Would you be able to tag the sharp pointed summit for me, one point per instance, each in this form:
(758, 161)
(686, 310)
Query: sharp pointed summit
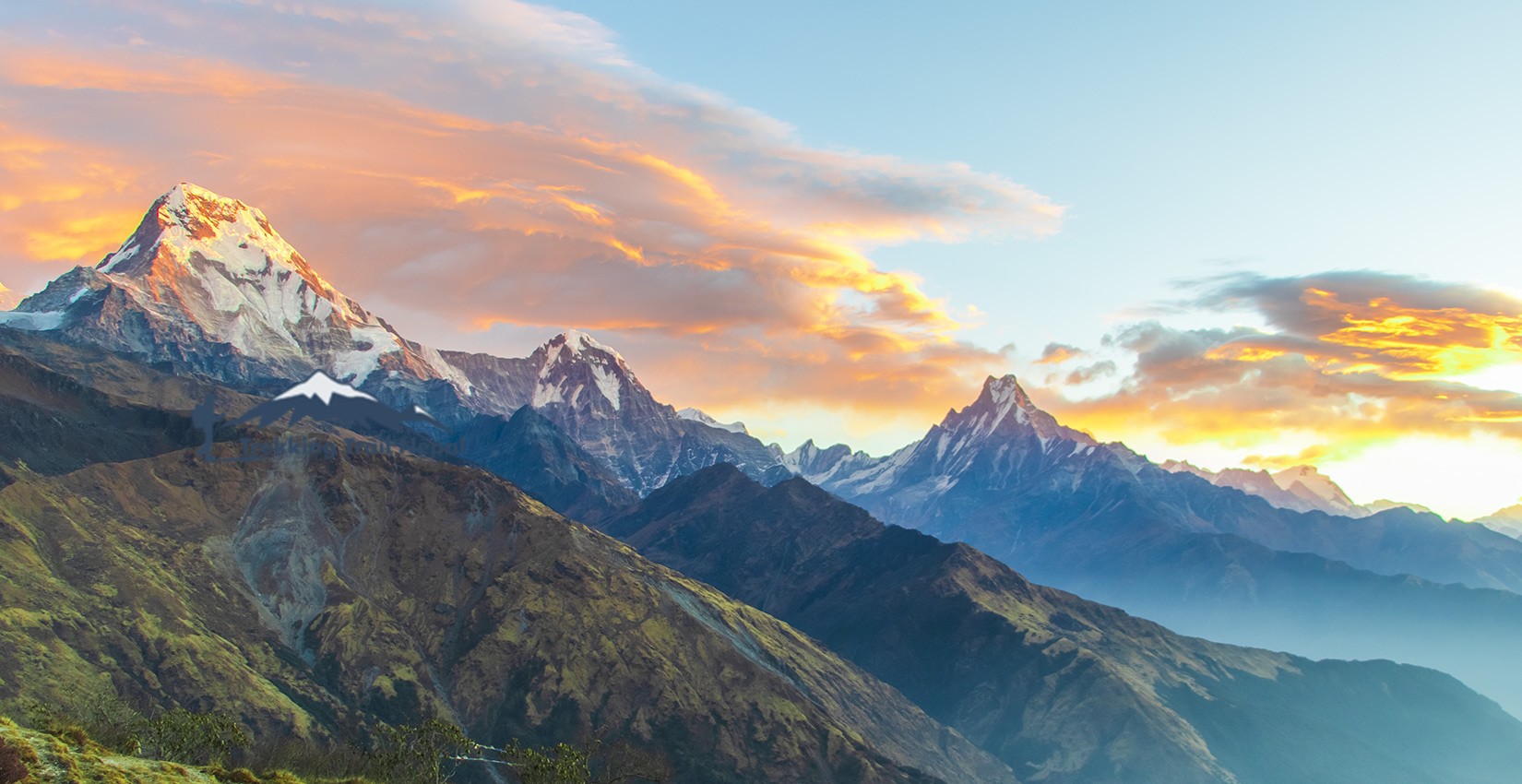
(208, 283)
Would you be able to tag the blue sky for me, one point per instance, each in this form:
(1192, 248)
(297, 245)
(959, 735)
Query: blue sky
(1231, 233)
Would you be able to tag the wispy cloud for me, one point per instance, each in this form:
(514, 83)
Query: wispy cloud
(503, 163)
(1349, 360)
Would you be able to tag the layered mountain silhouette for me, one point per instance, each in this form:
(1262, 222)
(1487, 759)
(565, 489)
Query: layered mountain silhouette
(1107, 524)
(1061, 688)
(320, 596)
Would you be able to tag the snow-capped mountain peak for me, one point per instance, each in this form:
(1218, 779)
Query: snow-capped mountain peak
(693, 414)
(210, 276)
(323, 387)
(1004, 404)
(1318, 489)
(574, 362)
(577, 341)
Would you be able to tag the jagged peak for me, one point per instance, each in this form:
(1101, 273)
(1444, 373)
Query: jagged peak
(1006, 392)
(696, 414)
(573, 343)
(1000, 400)
(191, 221)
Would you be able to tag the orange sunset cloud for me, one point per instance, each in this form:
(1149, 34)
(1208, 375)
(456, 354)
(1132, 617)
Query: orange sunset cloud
(585, 194)
(1352, 358)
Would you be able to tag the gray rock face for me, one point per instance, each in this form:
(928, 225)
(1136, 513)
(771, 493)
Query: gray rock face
(1217, 562)
(208, 287)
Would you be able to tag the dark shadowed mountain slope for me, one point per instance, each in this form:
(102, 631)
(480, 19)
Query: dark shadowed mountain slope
(1063, 688)
(1104, 522)
(533, 454)
(315, 596)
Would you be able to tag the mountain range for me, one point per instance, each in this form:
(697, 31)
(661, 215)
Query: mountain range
(1297, 487)
(767, 629)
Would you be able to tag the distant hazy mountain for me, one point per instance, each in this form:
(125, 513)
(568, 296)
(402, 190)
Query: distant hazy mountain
(1104, 522)
(208, 287)
(318, 596)
(1061, 688)
(1299, 487)
(1507, 521)
(699, 416)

● TASK DESCRIPTION
Revise all of the lines above so that every occurrence of "one point per instance" becomes "one point for each instance", and keep everything else the same. Leave the pictures out of your answer.

● OUTPUT
Would you be able to tag the sharp pointed summit for me, one point for each instance, each in this form:
(758, 161)
(686, 310)
Query: sharp pointed summit
(208, 283)
Would you be able to tag the blue sky for me, one point for each instance, each in this form:
(1192, 248)
(297, 245)
(959, 735)
Query: blue sky
(1231, 233)
Would you be able to tag the wispy cloud for me, one point for each instance, each in this form:
(514, 83)
Query: wispy cloud
(503, 163)
(1349, 360)
Would you be able to tag the layered mountain silhouette for me, one point for each instance, each in this form:
(1262, 222)
(1487, 759)
(565, 489)
Query: layered mountain silhouette
(1107, 524)
(1061, 688)
(320, 596)
Would you be able to tag the snow-capped mountain peak for me, one point for each instance, each in this form:
(1218, 779)
Query: snow-capped mountain peak
(693, 414)
(210, 276)
(323, 387)
(1004, 404)
(1318, 489)
(574, 362)
(577, 341)
Would you be able to tag the jagged peak for me, one point for each instance, each in this form:
(1101, 273)
(1444, 373)
Query: jagged peak
(1006, 392)
(696, 414)
(573, 343)
(1000, 400)
(191, 221)
Would you be able to tag the orange sunset cloud for me, one point for each instance, each in this form:
(1149, 34)
(1208, 375)
(456, 354)
(1132, 617)
Query: orange sunset cloud
(585, 194)
(1352, 358)
Would you be able to tag the gray rock face for me, one point for each instance, each in this form:
(928, 225)
(1136, 513)
(771, 493)
Query: gray rock face
(1217, 562)
(208, 287)
Would you be able to tag the dark shadowed mountain slope for me, one point for each instance, each in this form:
(102, 631)
(480, 19)
Query: dark shadowed mountain slope
(1063, 688)
(1104, 522)
(533, 454)
(315, 596)
Would you be able to tag the mountain range for me, one point for each instance, each in this form:
(697, 31)
(661, 215)
Query: mountain range
(1297, 487)
(767, 629)
Would you be able to tag the distant hazy mountain for me, one point for each instance, each in this form:
(125, 513)
(568, 296)
(402, 190)
Query: distant hazy mountain
(1104, 522)
(208, 287)
(318, 596)
(1061, 688)
(1299, 487)
(1507, 521)
(699, 416)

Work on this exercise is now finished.